Insurance Against Misinformation in the Securities Market

55 Pages Posted: 4 Sep 2007

See all articles by Tom Baker

Tom Baker

University of Pennsylvania Carey Law School

Date Written: June 2006

Abstract

Prepared at the request of the Task Force to Modernize Securities Legislation in Canada, this study describes and evaluates evaluate a new capital markets insurance concept: securities misinformation insurance. This new insurance would compensate investors for losses caused by securities law violations. The most powerful objection to this new concept is that investors do not need a new insurance program for securities misinformation losses. Individual and institutional investors already can spread securities misinformation losses by holding a diversified portfolio. Nevertheless, a securities misinformation insurance program has the potential to provide systemic benefits: improved compliance with securities laws (resulting from cost internalization by issuers and governance efforts by the securities misinformation insurance program) and enhanced investor confidence (resulting from the signaling effect of what amounts to a warranty of compliance with disclosure requirements). Whether a new insurance program would in fact produce these benefits would depend in significant part on the design of the program. An excess insurance approach would be cheaper and less intrusive, but it would be unlikely to enhance securities law compliance. A primary insurance approach would be more likely to enhance securities law compliance and, possibly, investor confidence, but it would be more expensive and intrusive. Under the latter, primary insurance approach, the securities misinformation insurance program could become a strong securities market regulator. The "regulation" would come in the form of underwriting requirements and other requirements imposed through litigation against the responsible parties. This study addresses these and other important insurance design questions by outlining three different securities misinformation insurance scenarios. The first scenario presents a government sponsored, primary insurance program. The second scenario presents an industry sponsored excess insurance program. The third scenario presents a private market excess insurance approach.

################

» Stated goal 1:
Can you lay out the entries from the line with "A cytology screening assistant needs the coordinates of each sky" up to and including the line with "[87,100,138,108]" as a two-column CSV with the columns request and answer? Each request should be one row, with each field quoted and any line breaks replaced by spaces.
The abstract and the entries are unrelated to each other.

################

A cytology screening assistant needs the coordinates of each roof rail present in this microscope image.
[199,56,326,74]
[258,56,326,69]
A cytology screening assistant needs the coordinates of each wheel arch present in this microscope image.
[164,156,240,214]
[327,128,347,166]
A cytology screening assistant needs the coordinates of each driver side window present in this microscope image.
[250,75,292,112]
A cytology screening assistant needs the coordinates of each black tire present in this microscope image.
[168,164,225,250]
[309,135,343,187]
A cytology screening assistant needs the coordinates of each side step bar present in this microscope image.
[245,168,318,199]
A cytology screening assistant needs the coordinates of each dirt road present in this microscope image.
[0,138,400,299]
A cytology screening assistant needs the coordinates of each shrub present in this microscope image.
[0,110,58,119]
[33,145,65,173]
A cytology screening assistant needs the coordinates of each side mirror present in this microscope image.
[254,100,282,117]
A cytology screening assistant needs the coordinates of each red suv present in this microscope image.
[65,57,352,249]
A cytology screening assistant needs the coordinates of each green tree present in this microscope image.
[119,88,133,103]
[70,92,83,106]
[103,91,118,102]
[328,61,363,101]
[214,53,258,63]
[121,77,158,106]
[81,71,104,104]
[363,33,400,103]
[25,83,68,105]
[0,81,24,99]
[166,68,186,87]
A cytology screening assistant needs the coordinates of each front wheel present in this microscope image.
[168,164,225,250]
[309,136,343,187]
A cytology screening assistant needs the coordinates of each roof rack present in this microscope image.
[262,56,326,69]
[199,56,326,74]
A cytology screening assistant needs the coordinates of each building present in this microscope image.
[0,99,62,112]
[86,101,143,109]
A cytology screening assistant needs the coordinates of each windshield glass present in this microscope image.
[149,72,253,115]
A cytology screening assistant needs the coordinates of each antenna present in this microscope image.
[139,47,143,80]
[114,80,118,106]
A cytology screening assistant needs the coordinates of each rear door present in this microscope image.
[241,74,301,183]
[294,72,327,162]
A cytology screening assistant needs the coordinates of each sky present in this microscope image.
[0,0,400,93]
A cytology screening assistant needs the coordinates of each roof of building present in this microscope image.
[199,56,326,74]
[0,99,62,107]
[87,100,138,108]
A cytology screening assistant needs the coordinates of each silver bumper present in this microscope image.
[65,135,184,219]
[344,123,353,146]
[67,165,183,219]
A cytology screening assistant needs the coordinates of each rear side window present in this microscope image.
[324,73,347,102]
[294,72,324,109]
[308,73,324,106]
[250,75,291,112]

################

» Stated goal 2:
Could you proceed with the abstract on securities misinformation insurance, picking up right after its final sentence?

» Final result 1:
request,answer
"A cytology screening assistant needs the coordinates of each sky present in this microscope image.","[0,0,400,93]"
"A cytology screening assistant needs the coordinates of each roof of building present in this microscope image.","[199,56,326,74] [0,99,62,107] [87,100,138,108]"

» Final result 2:
Keywords: insurance, securities, regulation, financial markets

JEL Classification: G15, G18, G28, G38, K22

Suggested Citation

Baker, Tom, Insurance Against Misinformation in the Securities Market (June 2006). Available at SSRN: https://ssrn.com/abstract=1010106 or http://dx.doi.org/10.2139/ssrn.1010106

Tom Baker (Contact Author)

University of Pennsylvania Carey Law School ( email )

3501 Sansom Street
Philadelphia, PA 19104
United States
215-746-2185 (Phone)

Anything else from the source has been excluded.